====== Given information ======

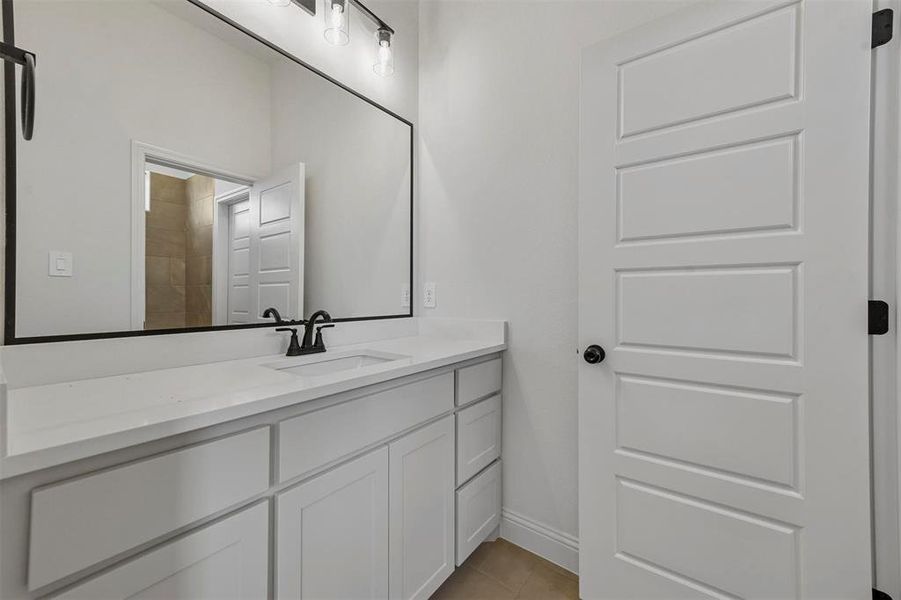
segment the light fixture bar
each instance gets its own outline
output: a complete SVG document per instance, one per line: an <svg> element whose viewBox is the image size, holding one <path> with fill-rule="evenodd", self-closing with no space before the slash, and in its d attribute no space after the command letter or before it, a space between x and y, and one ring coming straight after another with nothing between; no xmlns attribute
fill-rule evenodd
<svg viewBox="0 0 901 600"><path fill-rule="evenodd" d="M291 0L291 2L304 9L314 17L316 16L316 0Z"/></svg>
<svg viewBox="0 0 901 600"><path fill-rule="evenodd" d="M294 1L297 2L297 0L294 0ZM390 25L388 25L387 23L382 21L377 14L375 14L374 12L372 12L371 10L366 8L366 5L363 4L362 2L360 2L360 0L347 0L347 1L350 2L351 4L353 4L354 6L356 6L357 9L359 9L359 11L361 13L363 13L364 15L369 17L369 20L372 21L373 23L375 23L379 29L384 29L391 35L394 35L394 29Z"/></svg>

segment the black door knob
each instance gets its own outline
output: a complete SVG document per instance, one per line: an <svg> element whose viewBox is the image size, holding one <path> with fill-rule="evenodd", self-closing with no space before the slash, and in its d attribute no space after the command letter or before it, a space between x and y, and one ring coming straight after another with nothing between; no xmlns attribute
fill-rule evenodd
<svg viewBox="0 0 901 600"><path fill-rule="evenodd" d="M585 348L585 352L582 353L582 358L585 359L590 365L596 365L599 362L603 362L605 358L607 358L607 353L604 352L604 349L598 346L597 344L592 344Z"/></svg>

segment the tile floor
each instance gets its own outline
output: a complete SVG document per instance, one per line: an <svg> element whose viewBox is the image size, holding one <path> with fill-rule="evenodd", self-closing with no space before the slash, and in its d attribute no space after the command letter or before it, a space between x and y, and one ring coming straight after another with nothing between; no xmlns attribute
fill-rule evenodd
<svg viewBox="0 0 901 600"><path fill-rule="evenodd" d="M485 542L432 600L578 600L579 578L510 542Z"/></svg>

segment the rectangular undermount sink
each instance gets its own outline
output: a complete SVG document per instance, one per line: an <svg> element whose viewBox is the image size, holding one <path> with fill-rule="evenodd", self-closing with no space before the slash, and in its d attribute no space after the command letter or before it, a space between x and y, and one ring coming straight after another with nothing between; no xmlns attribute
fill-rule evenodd
<svg viewBox="0 0 901 600"><path fill-rule="evenodd" d="M270 369L276 369L283 373L298 375L300 377L317 377L331 375L347 371L356 371L364 367L382 365L395 360L408 358L402 354L388 352L372 352L361 350L354 353L329 355L328 353L317 356L288 358L277 363L263 365Z"/></svg>

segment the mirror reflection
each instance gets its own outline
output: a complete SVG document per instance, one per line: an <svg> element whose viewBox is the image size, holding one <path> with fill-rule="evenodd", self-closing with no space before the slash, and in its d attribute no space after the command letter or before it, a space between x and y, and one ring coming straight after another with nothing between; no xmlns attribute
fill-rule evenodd
<svg viewBox="0 0 901 600"><path fill-rule="evenodd" d="M15 11L17 337L410 313L407 122L187 0Z"/></svg>

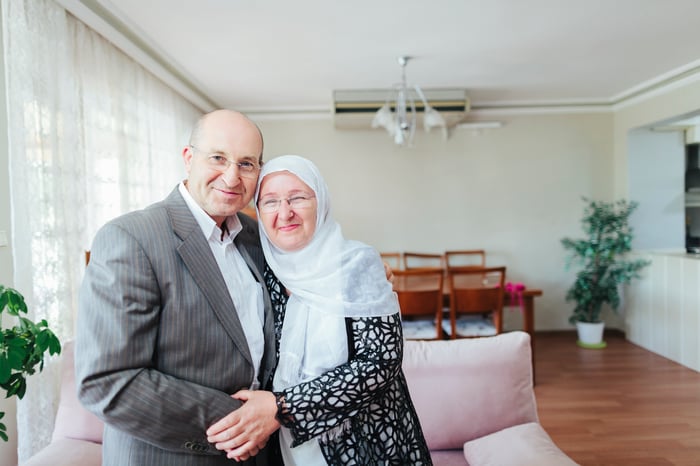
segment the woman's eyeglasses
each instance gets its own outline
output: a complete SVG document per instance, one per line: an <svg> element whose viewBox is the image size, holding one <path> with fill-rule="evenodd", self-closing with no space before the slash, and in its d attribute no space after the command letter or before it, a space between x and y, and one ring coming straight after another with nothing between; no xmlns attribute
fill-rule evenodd
<svg viewBox="0 0 700 466"><path fill-rule="evenodd" d="M262 199L258 201L258 209L265 214L271 214L280 210L282 201L286 201L290 209L308 209L314 205L314 196L294 196L287 199Z"/></svg>

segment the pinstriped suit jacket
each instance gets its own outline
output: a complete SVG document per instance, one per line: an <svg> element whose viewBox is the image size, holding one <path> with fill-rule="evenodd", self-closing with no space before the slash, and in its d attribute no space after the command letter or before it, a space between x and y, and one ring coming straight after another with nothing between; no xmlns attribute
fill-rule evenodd
<svg viewBox="0 0 700 466"><path fill-rule="evenodd" d="M257 224L236 247L264 287ZM265 296L263 386L274 366ZM254 367L236 309L177 188L97 233L80 290L75 352L81 402L105 421L104 465L226 465L205 430L240 406ZM246 464L267 464L264 452Z"/></svg>

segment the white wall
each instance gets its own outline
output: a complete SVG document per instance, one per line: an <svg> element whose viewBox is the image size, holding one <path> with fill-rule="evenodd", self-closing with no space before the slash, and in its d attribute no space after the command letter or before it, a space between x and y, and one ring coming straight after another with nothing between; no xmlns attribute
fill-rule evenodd
<svg viewBox="0 0 700 466"><path fill-rule="evenodd" d="M0 15L2 15L1 9ZM4 54L2 53L2 37L2 18L0 18L0 232L5 232L8 240L12 241L10 237L12 225L9 188L10 161L7 155L7 99L5 94L5 64ZM0 283L12 286L14 283L13 277L10 247L0 246ZM4 320L7 321L7 318ZM0 396L0 411L5 413L5 417L0 422L7 426L7 435L10 437L7 443L0 440L0 466L13 466L17 464L17 405L15 398L8 400L4 394Z"/></svg>
<svg viewBox="0 0 700 466"><path fill-rule="evenodd" d="M667 92L617 109L614 123L614 192L616 197L629 195L630 131L661 121L669 121L700 109L700 76L672 86Z"/></svg>
<svg viewBox="0 0 700 466"><path fill-rule="evenodd" d="M630 179L629 170L631 159L635 158L636 153L630 149L630 146L634 148L636 138L630 136L636 134L641 128L697 113L699 108L700 76L691 76L667 89L658 91L655 95L645 96L637 102L627 102L616 109L613 178L616 198L629 197L631 186L635 183ZM636 188L632 189L636 190ZM664 225L664 227L672 229L676 225ZM625 328L625 312L626 310L623 309L622 316L616 316L606 322L618 328Z"/></svg>
<svg viewBox="0 0 700 466"><path fill-rule="evenodd" d="M685 248L685 145L683 132L640 128L629 132L629 198L634 249Z"/></svg>
<svg viewBox="0 0 700 466"><path fill-rule="evenodd" d="M574 272L560 239L580 235L581 196L612 193L612 115L500 118L481 132L416 134L399 148L381 130L336 130L331 120L261 121L265 157L316 162L349 238L379 250L484 248L508 281L541 288L538 330L569 329Z"/></svg>

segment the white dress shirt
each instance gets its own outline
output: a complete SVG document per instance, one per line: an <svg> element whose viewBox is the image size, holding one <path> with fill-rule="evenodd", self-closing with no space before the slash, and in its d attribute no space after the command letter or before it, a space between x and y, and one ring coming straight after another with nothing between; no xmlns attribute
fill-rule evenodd
<svg viewBox="0 0 700 466"><path fill-rule="evenodd" d="M209 242L211 252L214 254L226 282L226 288L234 306L236 306L238 319L243 326L243 333L248 341L248 349L255 367L255 377L250 388L257 389L260 385L258 382L260 361L262 361L265 351L265 335L263 333L265 311L262 285L255 280L252 272L248 269L248 264L233 242L243 226L238 217L232 215L226 219L224 222L226 228L222 230L192 198L184 183L180 183L178 188Z"/></svg>

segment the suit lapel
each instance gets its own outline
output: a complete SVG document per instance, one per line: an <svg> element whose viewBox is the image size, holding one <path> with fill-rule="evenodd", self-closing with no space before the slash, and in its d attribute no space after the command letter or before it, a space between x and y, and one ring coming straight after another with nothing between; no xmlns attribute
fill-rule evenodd
<svg viewBox="0 0 700 466"><path fill-rule="evenodd" d="M245 359L253 365L248 341L236 307L202 230L177 188L166 199L173 231L182 240L177 248L202 294Z"/></svg>
<svg viewBox="0 0 700 466"><path fill-rule="evenodd" d="M265 283L262 280L262 273L265 270L265 256L263 255L262 248L260 247L260 237L258 235L257 228L254 227L254 221L245 217L242 214L238 215L238 220L241 222L243 229L236 236L234 243L236 243L236 248L243 254L246 252L246 262L248 267L250 267L251 272L255 277L260 280L261 283Z"/></svg>

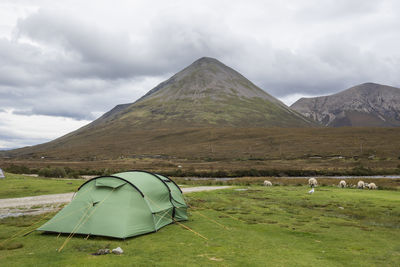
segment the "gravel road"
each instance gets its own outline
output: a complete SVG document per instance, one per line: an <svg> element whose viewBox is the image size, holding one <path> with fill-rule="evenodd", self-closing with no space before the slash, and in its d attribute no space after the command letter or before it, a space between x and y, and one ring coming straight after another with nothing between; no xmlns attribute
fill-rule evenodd
<svg viewBox="0 0 400 267"><path fill-rule="evenodd" d="M230 186L198 186L182 188L184 194L200 191L226 189ZM21 215L37 215L61 208L72 200L74 193L41 195L34 197L0 199L0 219Z"/></svg>

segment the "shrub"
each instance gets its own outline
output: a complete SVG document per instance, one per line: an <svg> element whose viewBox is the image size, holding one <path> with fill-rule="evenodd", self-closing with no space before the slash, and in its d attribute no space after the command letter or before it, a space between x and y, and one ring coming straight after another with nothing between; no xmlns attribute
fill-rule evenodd
<svg viewBox="0 0 400 267"><path fill-rule="evenodd" d="M369 168L365 168L363 165L354 167L350 172L352 175L363 176L363 175L372 175L373 171Z"/></svg>
<svg viewBox="0 0 400 267"><path fill-rule="evenodd" d="M25 165L14 165L14 164L11 164L9 167L4 168L4 170L6 172L16 173L16 174L22 174L22 173L29 174L29 173L31 173L31 170Z"/></svg>
<svg viewBox="0 0 400 267"><path fill-rule="evenodd" d="M101 171L101 175L111 175L113 173L113 171L111 169L102 169Z"/></svg>
<svg viewBox="0 0 400 267"><path fill-rule="evenodd" d="M64 178L67 176L65 169L62 167L43 168L39 170L38 174L39 176L43 177L56 177L56 178Z"/></svg>
<svg viewBox="0 0 400 267"><path fill-rule="evenodd" d="M43 176L43 177L50 177L50 169L49 168L42 168L39 170L38 172L39 176Z"/></svg>
<svg viewBox="0 0 400 267"><path fill-rule="evenodd" d="M65 172L64 168L56 167L53 169L53 175L53 177L63 178L67 176L67 173Z"/></svg>
<svg viewBox="0 0 400 267"><path fill-rule="evenodd" d="M68 178L79 178L79 172L78 171L70 171L67 173Z"/></svg>

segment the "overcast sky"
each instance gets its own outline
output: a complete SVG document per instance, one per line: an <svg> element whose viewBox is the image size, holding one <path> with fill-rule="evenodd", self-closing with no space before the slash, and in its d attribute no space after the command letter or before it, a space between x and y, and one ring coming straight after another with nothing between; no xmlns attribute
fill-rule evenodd
<svg viewBox="0 0 400 267"><path fill-rule="evenodd" d="M400 87L400 1L1 0L0 149L38 144L215 57L290 105Z"/></svg>

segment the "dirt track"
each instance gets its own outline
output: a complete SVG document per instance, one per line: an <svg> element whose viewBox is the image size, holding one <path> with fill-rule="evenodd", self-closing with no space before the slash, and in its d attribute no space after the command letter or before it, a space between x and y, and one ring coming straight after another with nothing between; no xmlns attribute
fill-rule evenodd
<svg viewBox="0 0 400 267"><path fill-rule="evenodd" d="M200 191L225 189L230 186L198 186L182 188L184 194ZM41 195L34 197L0 199L0 219L21 215L36 215L59 209L63 204L69 203L74 193Z"/></svg>

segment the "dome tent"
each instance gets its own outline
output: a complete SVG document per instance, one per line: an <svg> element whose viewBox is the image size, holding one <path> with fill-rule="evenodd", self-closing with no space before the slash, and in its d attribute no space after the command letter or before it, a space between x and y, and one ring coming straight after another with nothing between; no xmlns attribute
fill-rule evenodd
<svg viewBox="0 0 400 267"><path fill-rule="evenodd" d="M178 185L159 174L128 171L86 181L37 230L127 238L183 220L187 205Z"/></svg>

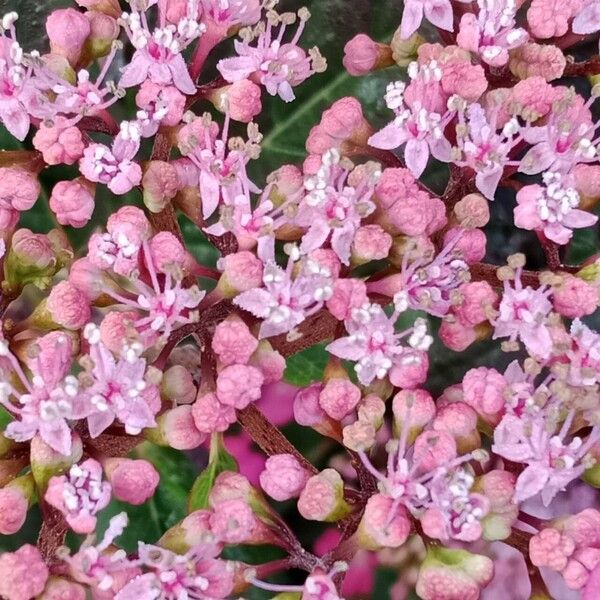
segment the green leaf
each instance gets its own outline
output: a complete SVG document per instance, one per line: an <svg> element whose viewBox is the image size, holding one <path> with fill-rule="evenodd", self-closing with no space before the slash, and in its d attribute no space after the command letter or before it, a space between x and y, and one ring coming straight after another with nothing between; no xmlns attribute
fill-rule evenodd
<svg viewBox="0 0 600 600"><path fill-rule="evenodd" d="M213 434L210 442L210 456L208 459L208 466L194 481L192 490L190 491L190 498L188 502L189 511L200 510L201 508L208 508L208 497L215 483L215 479L220 473L224 471L237 471L238 464L225 450L223 445L223 436L221 434Z"/></svg>
<svg viewBox="0 0 600 600"><path fill-rule="evenodd" d="M285 381L298 387L306 387L321 380L329 358L325 346L326 344L316 344L290 356L283 374Z"/></svg>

======

- What the task requires
Where a line of the data holds the word "white", copy that line.

- Written answer
segment the white wall
segment the white dress shirt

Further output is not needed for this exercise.